**Instructions for the task:**
Put the following lines into a JSON list of strings with one string per line, leaving out any blank lines.

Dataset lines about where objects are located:

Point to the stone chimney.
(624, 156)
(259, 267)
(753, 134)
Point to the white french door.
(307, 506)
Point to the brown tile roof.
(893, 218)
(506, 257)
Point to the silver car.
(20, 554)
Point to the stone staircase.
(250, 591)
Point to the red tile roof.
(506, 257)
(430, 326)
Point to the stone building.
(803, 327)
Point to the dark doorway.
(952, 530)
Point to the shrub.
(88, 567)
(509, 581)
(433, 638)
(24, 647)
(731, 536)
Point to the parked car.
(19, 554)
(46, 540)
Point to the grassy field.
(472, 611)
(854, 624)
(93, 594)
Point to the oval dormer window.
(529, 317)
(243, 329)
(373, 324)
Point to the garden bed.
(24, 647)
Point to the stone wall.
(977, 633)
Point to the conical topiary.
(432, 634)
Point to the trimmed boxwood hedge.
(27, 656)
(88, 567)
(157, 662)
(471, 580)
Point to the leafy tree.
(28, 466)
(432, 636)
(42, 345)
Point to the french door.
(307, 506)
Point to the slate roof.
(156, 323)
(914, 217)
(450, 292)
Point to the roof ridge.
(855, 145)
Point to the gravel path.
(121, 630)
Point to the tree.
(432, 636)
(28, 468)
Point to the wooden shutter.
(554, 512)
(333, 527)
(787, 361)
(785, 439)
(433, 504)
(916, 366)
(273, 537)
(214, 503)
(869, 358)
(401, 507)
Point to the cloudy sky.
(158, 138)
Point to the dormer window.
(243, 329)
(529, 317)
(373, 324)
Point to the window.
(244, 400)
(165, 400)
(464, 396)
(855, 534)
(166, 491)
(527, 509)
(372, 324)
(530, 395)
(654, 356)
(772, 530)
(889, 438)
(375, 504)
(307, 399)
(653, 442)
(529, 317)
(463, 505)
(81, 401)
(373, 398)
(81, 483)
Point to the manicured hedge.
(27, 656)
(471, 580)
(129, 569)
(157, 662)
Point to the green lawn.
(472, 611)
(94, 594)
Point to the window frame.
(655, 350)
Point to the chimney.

**Exercise solution:**
[
  "Point to the stone chimney.",
  "(624, 156)",
  "(259, 267)",
  "(753, 134)",
  "Point to the white french door.",
  "(307, 506)",
  "Point to the brown tile roof.",
  "(893, 218)",
  "(506, 257)",
  "Point to the silver car.",
  "(20, 554)",
  "Point to the stone staircase.",
  "(250, 591)",
  "Point to the red tile roof.",
  "(506, 257)",
  "(430, 326)",
  "Point to the stone building.",
  "(803, 327)",
  "Point to the dark doorway.",
  "(952, 530)",
  "Point to the shrub.",
  "(88, 567)",
  "(509, 581)",
  "(433, 638)",
  "(24, 647)",
  "(731, 536)",
  "Point to the parked car.",
  "(19, 554)",
  "(46, 540)",
  "Point to the grassy field.",
  "(472, 611)",
  "(854, 624)",
  "(93, 594)",
  "Point to the oval dormer window.",
  "(529, 317)",
  "(243, 329)",
  "(373, 324)",
  "Point to the garden bed.",
  "(24, 647)",
  "Point to the stone wall.",
  "(977, 633)",
  "Point to the conical topiary.",
  "(432, 634)",
  "Point to the trimmed boxwood hedge.",
  "(27, 656)",
  "(88, 567)",
  "(157, 662)",
  "(471, 580)",
  "Point to the leafy tree.",
  "(28, 466)",
  "(432, 636)",
  "(42, 345)",
  "Point to the french door.",
  "(307, 506)",
  "Point to the slate roof.",
  "(156, 323)",
  "(914, 217)",
  "(450, 292)",
  "Point to the roof ridge.",
  "(855, 145)",
  "Point to the gravel path.",
  "(121, 630)",
  "Point to the tree.",
  "(432, 636)",
  "(28, 468)",
  "Point to the wooden shutter.",
  "(554, 512)",
  "(333, 527)",
  "(787, 361)",
  "(785, 439)",
  "(433, 504)",
  "(916, 366)",
  "(273, 537)",
  "(214, 503)",
  "(869, 358)",
  "(401, 507)",
  "Point to the cloudy sky.",
  "(158, 138)",
  "Point to the dormer window.",
  "(243, 329)",
  "(529, 317)",
  "(373, 324)",
  "Point to the window.",
  "(244, 400)",
  "(165, 400)",
  "(464, 396)",
  "(855, 534)",
  "(166, 491)",
  "(527, 509)",
  "(372, 324)",
  "(530, 395)",
  "(654, 356)",
  "(772, 530)",
  "(889, 438)",
  "(375, 504)",
  "(307, 399)",
  "(653, 442)",
  "(529, 317)",
  "(463, 505)",
  "(81, 401)",
  "(373, 398)",
  "(81, 483)",
  "Point to the manicured hedge.",
  "(27, 656)",
  "(471, 580)",
  "(129, 569)",
  "(157, 662)",
  "Point to the green lawn.",
  "(472, 611)",
  "(94, 594)",
  "Point to the window frame.",
  "(655, 350)",
  "Point to the chimney."
]